* TASK DESCRIPTION *
Restate word for word the lines of the records below, starting at the line that contains "[ ] one point per instance of the organ pipe" and ending at the line that contains "Target: orchestra", with both of those lines included and nothing else.

* DATASET *

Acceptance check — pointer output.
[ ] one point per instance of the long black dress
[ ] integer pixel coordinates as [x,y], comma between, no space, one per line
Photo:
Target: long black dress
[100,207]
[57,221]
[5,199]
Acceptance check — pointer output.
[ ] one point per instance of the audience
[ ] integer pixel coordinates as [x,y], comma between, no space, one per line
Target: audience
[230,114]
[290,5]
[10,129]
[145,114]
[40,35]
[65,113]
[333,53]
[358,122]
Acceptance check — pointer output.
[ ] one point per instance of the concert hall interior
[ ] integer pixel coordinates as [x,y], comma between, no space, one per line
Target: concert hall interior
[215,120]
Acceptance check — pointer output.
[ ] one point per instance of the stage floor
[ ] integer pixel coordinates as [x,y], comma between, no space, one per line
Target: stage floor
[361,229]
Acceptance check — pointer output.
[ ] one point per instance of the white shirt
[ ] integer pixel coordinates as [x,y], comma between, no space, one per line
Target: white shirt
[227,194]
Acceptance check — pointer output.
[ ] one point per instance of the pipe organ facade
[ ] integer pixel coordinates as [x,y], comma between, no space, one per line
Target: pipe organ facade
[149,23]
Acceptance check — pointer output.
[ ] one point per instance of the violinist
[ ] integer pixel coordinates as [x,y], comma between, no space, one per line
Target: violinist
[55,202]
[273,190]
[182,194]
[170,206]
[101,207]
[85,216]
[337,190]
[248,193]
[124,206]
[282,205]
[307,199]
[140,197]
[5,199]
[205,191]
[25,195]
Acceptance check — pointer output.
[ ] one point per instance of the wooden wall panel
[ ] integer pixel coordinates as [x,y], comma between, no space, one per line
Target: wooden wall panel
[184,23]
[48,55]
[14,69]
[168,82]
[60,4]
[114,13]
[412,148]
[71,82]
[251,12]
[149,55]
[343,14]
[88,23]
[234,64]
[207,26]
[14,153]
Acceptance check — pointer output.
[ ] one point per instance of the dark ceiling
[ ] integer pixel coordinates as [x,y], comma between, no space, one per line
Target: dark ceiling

...

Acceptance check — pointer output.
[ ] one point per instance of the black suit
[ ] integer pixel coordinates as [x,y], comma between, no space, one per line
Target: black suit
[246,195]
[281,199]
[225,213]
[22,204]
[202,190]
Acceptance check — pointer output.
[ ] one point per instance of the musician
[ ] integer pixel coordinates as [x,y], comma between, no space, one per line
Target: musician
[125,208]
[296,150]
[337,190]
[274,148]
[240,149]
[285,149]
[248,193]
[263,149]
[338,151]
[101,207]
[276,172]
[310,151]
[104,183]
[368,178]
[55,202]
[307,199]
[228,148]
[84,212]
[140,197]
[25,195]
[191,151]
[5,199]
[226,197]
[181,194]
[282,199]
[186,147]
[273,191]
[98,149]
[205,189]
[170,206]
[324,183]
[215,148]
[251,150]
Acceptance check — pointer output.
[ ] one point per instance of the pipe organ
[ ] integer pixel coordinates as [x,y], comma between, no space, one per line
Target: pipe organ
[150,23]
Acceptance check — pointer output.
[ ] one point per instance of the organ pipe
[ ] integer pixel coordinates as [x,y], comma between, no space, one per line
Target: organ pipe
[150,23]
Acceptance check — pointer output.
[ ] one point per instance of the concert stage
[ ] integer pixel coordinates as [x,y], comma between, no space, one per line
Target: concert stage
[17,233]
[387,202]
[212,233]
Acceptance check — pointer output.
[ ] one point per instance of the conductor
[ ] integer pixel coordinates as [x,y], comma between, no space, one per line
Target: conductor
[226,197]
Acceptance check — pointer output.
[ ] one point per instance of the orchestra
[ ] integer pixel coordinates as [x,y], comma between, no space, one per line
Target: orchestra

--

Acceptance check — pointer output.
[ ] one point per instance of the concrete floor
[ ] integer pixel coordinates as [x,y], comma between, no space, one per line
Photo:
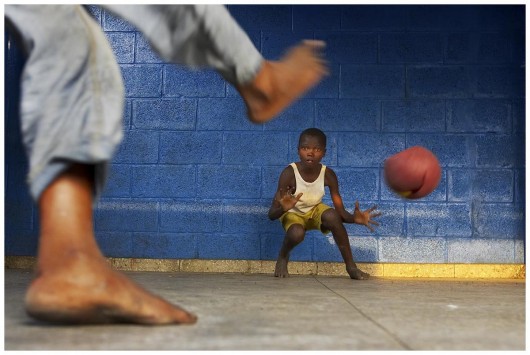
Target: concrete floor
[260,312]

* ANSWER BOX *
[ ] one point per instance of the organ pipe
[ ] integer pixel coordinates as [x,y], comma between, no space, one per line
Target: organ pipe
[150,23]
Acceptance check — pointer output.
[ ] one point per instance of the concert stage
[ ] integer pixel coordinates as [x,y], comma between, no space, one per line
Target: concert stage
[17,233]
[387,202]
[212,233]
Acceptance check — pointer output.
[ ] one point per instance of the conductor
[ ] integer pixel coordinates as [x,y], comma between, no space, one per line
Target: conductor
[226,197]
Acceptance check — pointer output.
[ ] one point per instance of the orchestra
[ ] integer pixel coordinates as [x,y], comma between, no space, one per line
Target: orchestra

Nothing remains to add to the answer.